TASK ▸ Pick out every line of the listing below that contains the word "waistband" and copy each one.

RECORD EXTRACTS ▸
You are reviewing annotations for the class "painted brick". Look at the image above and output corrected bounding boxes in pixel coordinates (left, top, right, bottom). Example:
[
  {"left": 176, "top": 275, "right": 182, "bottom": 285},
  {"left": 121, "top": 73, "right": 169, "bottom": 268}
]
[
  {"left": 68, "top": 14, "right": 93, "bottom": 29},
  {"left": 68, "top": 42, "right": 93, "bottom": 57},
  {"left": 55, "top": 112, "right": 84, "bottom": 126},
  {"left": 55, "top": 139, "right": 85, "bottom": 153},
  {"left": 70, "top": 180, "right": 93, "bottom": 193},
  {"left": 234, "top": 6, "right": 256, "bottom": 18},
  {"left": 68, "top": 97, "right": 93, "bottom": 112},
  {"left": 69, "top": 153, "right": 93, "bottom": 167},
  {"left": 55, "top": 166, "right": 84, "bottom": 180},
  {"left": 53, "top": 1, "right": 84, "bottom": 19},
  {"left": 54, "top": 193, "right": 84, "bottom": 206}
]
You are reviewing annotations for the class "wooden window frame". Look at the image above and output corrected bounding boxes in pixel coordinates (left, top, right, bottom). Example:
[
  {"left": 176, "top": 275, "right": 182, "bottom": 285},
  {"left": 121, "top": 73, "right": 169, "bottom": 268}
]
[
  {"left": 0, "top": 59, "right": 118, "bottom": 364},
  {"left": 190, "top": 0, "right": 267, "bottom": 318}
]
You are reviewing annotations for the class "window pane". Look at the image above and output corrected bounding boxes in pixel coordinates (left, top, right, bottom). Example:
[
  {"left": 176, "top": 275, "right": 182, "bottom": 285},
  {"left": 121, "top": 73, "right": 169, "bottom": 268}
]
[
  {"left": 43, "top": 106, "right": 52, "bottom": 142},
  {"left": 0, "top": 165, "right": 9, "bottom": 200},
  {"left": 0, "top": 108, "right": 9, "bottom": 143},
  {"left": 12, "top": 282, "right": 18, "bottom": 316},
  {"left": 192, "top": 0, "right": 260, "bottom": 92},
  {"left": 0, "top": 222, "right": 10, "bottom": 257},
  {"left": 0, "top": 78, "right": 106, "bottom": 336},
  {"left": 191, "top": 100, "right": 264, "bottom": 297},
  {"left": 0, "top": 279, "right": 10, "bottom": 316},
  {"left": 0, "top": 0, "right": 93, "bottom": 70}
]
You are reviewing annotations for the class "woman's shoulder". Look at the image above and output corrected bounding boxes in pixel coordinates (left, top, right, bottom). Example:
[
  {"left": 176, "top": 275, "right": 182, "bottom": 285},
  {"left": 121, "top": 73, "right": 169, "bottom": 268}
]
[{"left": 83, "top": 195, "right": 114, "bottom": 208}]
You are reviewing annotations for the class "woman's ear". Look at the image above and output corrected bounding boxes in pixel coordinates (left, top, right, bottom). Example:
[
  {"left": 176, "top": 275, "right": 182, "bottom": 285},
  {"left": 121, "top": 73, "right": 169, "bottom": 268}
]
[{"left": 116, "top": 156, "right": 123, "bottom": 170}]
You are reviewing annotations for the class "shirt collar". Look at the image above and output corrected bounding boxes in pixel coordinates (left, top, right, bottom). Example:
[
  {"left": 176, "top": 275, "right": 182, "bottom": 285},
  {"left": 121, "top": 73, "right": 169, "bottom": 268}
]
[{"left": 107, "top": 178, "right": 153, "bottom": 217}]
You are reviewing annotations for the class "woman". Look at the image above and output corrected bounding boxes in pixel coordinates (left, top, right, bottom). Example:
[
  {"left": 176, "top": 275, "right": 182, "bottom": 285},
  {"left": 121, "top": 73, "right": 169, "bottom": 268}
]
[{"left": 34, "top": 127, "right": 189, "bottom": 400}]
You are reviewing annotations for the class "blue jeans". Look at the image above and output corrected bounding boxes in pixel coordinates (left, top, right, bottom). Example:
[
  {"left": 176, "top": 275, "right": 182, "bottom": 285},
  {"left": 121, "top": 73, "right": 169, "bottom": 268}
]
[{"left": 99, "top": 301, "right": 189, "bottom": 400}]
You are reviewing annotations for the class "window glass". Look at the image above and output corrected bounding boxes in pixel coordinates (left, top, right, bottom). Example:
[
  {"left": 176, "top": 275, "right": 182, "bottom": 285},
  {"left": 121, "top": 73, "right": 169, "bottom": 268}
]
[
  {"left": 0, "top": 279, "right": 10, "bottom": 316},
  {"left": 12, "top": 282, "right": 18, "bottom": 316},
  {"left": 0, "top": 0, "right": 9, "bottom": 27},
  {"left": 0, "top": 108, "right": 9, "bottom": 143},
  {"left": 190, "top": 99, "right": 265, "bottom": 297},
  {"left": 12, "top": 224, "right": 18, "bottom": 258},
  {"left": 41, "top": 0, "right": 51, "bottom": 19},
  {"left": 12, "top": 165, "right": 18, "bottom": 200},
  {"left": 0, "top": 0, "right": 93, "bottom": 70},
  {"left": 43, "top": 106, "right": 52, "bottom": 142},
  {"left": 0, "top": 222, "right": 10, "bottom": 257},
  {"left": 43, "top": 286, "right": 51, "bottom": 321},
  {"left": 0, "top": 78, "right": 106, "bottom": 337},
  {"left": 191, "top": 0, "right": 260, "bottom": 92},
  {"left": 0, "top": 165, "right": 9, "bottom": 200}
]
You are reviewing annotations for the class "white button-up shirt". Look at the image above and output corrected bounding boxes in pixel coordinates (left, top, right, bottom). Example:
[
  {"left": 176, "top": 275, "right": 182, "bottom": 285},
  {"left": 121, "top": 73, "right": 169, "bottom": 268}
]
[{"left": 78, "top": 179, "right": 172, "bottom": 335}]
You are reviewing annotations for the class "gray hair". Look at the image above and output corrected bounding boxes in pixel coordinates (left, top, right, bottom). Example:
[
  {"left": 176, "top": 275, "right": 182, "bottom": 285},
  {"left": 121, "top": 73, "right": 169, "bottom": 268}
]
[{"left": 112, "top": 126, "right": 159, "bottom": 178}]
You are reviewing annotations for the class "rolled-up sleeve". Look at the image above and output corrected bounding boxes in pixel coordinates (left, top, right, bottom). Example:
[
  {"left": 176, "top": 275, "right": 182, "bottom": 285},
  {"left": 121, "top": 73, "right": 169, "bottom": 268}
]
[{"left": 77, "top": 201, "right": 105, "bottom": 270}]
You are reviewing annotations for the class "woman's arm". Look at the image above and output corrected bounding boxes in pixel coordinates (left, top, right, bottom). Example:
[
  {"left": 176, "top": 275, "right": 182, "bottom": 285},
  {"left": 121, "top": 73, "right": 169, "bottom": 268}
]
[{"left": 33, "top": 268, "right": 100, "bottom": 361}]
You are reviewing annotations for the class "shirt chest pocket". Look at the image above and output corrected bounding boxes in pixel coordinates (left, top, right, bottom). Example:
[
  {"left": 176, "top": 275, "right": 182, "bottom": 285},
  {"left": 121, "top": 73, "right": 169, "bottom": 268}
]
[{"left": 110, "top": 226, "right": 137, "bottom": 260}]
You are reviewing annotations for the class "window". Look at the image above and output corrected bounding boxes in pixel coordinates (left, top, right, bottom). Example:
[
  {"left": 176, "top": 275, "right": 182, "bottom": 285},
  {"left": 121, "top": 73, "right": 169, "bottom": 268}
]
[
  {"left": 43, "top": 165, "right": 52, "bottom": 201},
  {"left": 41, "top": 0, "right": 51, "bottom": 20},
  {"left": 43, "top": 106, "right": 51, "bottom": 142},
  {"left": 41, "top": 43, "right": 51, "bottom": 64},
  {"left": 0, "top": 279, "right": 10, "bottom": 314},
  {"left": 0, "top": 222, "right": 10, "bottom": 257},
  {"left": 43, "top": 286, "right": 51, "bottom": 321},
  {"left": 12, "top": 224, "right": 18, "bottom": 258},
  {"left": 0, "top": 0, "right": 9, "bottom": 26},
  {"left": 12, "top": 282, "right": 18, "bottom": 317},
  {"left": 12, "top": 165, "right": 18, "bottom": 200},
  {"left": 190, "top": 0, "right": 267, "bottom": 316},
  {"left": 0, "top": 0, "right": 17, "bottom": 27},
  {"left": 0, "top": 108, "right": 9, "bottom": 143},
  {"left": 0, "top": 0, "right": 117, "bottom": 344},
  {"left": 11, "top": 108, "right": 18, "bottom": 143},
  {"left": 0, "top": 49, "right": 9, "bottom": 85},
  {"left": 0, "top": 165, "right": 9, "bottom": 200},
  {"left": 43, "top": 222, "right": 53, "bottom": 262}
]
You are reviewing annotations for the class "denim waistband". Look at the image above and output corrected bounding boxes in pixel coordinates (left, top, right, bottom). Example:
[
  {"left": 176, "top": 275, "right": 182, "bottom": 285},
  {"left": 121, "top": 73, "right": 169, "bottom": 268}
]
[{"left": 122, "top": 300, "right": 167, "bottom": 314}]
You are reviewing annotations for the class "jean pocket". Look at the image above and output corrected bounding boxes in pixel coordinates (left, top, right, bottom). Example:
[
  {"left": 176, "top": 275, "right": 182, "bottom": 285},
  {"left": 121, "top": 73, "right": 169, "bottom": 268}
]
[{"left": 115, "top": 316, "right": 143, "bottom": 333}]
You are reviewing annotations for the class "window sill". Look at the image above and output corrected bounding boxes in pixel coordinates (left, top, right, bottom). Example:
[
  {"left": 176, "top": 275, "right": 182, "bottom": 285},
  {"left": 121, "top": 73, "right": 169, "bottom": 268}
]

THE REPLY ▸
You are reviewing annotations for the class "denim waistband". Look at the image above and output corrected bounding boxes in pixel coordinates (left, top, right, bottom). Example:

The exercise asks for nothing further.